(Collection entries)
-- Opening Marker --

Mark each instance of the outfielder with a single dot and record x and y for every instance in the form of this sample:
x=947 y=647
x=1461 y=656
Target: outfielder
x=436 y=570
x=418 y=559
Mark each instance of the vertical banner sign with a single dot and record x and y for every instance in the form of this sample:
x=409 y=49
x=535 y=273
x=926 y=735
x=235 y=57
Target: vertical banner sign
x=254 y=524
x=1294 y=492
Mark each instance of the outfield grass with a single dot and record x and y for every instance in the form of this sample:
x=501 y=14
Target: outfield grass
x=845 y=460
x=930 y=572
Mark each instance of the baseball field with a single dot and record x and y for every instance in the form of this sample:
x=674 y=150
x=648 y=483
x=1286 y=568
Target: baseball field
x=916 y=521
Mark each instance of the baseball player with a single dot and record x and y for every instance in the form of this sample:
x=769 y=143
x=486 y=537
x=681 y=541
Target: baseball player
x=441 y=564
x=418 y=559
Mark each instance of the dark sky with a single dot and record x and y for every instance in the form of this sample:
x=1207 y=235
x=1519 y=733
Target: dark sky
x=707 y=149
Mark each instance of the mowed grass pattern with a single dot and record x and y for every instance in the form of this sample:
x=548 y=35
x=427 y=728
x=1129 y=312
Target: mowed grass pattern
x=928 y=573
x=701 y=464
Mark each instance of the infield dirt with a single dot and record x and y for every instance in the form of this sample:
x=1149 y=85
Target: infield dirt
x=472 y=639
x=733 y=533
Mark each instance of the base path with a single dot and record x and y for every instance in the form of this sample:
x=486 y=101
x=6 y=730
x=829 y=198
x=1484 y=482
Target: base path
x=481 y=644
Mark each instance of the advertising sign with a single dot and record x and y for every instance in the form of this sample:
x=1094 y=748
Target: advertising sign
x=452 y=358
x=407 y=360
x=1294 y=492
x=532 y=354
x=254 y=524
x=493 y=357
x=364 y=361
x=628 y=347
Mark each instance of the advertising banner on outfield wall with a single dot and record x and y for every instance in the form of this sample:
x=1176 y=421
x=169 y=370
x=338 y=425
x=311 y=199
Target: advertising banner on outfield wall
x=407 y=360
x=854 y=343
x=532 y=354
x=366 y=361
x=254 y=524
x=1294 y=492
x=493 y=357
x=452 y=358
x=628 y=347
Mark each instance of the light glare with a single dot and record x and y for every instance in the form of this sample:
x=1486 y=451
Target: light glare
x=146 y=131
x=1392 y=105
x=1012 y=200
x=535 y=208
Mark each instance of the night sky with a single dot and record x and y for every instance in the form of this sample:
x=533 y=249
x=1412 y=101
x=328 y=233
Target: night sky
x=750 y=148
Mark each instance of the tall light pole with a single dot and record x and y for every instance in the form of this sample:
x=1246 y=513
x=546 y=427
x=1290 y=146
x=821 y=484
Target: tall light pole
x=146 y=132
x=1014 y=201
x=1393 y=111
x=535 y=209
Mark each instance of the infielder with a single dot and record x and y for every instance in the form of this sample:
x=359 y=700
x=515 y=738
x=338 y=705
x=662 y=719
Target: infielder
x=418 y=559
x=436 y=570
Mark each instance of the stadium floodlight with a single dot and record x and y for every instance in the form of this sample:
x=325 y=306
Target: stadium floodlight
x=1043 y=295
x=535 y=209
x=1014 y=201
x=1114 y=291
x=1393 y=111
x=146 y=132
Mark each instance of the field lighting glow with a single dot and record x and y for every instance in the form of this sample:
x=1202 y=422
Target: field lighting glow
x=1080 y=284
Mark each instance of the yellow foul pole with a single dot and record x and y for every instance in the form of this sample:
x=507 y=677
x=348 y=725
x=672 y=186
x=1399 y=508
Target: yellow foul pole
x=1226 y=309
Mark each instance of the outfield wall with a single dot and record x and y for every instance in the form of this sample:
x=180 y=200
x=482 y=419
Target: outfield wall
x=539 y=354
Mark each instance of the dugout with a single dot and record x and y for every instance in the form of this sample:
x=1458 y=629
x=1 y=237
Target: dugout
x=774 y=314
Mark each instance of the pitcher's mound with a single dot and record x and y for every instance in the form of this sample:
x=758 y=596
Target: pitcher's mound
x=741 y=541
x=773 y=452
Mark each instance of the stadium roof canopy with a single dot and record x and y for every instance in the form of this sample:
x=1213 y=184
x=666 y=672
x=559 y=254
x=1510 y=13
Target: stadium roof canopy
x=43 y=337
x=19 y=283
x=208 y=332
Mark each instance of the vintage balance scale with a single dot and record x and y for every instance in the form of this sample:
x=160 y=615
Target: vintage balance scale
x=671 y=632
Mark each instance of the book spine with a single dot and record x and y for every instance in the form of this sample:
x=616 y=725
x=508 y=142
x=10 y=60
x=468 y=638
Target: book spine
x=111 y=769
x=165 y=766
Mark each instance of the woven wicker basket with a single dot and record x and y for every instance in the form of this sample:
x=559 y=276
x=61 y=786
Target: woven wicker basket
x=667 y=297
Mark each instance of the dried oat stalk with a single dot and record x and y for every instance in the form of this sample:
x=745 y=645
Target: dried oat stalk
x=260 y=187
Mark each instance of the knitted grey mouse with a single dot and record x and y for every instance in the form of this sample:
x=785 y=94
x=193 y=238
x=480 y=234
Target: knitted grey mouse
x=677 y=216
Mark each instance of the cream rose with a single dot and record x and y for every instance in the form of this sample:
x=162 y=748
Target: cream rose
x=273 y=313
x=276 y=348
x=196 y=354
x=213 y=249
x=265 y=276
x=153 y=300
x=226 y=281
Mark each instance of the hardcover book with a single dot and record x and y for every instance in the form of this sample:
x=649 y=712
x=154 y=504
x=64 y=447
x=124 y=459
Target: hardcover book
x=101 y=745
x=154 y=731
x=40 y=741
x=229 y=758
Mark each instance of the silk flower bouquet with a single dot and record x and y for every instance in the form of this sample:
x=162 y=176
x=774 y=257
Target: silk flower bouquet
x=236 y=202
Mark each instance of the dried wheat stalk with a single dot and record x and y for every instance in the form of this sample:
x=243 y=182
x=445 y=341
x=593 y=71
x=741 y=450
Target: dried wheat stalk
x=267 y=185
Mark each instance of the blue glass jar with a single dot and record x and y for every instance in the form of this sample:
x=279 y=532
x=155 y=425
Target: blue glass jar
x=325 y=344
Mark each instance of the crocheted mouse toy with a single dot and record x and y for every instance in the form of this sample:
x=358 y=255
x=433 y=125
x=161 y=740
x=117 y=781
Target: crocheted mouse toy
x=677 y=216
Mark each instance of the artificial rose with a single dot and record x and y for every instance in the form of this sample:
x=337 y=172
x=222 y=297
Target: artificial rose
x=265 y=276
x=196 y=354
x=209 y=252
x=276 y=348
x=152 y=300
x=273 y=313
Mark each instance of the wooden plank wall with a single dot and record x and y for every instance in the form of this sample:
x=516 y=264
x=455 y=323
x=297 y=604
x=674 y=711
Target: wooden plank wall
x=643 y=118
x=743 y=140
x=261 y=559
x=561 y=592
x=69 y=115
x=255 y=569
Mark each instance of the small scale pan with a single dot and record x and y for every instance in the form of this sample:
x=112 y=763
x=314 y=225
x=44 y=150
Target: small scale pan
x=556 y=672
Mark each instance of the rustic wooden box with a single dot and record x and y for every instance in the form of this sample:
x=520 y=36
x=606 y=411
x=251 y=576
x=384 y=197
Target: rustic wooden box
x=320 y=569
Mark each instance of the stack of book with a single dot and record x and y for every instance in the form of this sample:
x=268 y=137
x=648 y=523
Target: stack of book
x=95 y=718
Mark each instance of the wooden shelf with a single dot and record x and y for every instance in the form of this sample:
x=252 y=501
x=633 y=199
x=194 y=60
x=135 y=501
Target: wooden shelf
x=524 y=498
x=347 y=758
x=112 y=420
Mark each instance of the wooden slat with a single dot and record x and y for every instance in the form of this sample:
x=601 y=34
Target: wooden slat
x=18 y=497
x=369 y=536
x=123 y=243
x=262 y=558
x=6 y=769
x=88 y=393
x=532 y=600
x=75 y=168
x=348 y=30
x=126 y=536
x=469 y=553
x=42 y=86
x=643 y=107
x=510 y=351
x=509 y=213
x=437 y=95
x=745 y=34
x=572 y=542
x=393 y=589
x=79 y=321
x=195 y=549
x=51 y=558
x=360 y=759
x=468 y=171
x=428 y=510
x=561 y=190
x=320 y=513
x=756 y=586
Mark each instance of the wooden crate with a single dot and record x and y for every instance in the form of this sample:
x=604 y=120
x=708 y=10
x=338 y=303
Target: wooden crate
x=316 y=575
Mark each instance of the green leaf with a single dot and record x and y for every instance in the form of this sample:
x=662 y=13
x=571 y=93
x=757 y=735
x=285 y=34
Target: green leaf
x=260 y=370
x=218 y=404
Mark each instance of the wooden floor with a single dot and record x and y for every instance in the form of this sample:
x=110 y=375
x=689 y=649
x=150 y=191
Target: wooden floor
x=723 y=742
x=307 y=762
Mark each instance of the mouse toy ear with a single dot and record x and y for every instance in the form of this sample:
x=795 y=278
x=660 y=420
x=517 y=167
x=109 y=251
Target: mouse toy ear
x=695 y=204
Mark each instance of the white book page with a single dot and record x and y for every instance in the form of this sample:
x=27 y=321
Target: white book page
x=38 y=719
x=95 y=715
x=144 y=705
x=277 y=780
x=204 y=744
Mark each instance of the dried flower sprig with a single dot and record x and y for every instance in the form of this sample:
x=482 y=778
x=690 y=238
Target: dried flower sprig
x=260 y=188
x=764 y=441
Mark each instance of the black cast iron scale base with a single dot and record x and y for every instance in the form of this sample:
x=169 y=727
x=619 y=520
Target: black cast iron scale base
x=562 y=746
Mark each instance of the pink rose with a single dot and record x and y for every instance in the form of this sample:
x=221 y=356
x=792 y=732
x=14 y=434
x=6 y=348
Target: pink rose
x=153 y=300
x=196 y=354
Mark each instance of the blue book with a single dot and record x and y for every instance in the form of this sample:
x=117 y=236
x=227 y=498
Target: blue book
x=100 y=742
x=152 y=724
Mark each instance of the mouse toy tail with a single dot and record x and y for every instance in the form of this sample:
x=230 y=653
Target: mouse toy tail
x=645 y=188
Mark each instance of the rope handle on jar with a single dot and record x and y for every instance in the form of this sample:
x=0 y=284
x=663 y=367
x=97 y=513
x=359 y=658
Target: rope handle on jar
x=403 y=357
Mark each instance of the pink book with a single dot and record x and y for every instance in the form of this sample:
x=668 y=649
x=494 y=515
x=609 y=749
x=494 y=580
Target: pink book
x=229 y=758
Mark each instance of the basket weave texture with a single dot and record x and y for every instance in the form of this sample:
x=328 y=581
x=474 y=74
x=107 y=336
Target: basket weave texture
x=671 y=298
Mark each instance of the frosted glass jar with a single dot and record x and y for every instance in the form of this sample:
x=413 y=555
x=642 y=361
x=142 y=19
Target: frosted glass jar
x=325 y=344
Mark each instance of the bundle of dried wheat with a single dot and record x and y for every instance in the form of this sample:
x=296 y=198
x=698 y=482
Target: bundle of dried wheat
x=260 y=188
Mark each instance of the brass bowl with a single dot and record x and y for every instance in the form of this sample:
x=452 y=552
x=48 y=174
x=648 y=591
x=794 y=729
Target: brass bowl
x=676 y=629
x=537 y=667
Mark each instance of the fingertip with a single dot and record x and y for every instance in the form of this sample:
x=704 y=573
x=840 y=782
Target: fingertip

-- Closing Marker --

* [EXERCISE]:
Whenever the word "fingertip" appears in a line above, copy that line.

* [WRITTEN ANSWER]:
Mark each instance of the fingertip with a single dot and record x and y for every instance in the form of this sample:
Target: fingertip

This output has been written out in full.